◆ Description of the task ◆
Write out again, exactly, the lines below starting at the one with "Target: large glass window" and ending at the one with "Target: boat hull".

★ ★ ★ ★ ★ ★ ★

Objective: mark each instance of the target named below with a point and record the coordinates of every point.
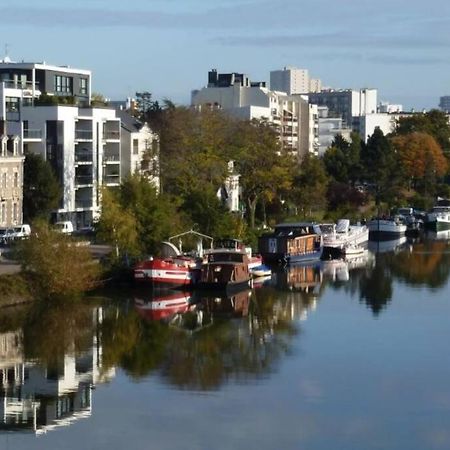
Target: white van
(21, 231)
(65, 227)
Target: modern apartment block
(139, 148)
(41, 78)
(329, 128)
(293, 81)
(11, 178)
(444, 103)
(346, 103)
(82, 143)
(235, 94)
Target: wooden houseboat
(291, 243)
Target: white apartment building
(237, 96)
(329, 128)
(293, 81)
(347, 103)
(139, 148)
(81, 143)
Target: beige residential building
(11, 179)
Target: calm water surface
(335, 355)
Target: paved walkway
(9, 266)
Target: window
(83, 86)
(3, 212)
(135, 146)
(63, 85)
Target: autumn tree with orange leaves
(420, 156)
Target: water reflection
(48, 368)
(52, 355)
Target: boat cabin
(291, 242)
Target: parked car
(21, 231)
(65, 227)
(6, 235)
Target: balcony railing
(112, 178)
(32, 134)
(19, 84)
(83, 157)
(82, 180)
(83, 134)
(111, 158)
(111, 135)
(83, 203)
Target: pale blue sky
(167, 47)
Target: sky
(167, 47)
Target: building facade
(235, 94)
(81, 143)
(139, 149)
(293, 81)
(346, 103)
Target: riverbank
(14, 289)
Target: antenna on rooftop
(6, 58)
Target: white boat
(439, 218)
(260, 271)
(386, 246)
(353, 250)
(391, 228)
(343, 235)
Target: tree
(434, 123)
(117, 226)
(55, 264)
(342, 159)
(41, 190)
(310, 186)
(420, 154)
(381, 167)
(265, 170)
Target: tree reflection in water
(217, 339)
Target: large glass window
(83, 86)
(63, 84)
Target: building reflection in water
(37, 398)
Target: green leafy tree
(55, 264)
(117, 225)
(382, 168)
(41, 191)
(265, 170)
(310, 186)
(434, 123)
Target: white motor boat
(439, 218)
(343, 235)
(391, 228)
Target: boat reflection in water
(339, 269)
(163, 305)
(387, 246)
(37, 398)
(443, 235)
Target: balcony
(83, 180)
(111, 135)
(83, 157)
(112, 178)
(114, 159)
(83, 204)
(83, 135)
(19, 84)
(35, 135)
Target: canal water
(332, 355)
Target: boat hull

★ ★ ★ ★ ★ ★ ★

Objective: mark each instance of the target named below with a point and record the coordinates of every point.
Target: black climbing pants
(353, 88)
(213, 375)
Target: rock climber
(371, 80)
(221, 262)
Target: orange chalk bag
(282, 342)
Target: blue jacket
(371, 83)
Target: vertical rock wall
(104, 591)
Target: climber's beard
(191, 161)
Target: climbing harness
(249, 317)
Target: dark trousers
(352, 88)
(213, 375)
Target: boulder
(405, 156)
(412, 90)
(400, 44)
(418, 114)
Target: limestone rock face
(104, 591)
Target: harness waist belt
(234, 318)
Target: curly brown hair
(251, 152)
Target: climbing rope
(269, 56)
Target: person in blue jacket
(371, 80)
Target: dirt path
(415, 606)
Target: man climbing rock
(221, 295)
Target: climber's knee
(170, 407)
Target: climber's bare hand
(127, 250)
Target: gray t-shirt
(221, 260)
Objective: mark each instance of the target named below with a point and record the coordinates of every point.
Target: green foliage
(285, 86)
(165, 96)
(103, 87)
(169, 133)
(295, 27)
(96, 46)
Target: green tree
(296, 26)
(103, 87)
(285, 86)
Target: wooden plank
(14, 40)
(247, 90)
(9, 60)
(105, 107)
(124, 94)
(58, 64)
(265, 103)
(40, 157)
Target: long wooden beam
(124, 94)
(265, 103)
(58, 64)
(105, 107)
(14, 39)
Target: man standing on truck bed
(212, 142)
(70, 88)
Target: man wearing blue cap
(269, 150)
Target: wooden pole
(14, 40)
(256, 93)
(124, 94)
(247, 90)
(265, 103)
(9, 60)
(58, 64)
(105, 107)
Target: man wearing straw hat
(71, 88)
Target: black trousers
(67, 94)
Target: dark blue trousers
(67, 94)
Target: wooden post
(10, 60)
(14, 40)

★ ★ ★ ★ ★ ★ ★

◆ Task result ◆
Target: large glass window
(83, 86)
(63, 84)
Target: building reflection in water
(37, 398)
Target: green leafy tree
(55, 264)
(117, 225)
(382, 168)
(41, 191)
(265, 170)
(310, 186)
(434, 123)
Target: white motor boat
(439, 218)
(343, 235)
(391, 228)
Target: boat reflection in water
(339, 269)
(163, 305)
(387, 246)
(37, 398)
(443, 235)
Target: balcony
(83, 180)
(111, 135)
(83, 157)
(112, 178)
(114, 159)
(83, 204)
(83, 135)
(19, 84)
(35, 135)
Target: canal water
(332, 355)
Target: boat hull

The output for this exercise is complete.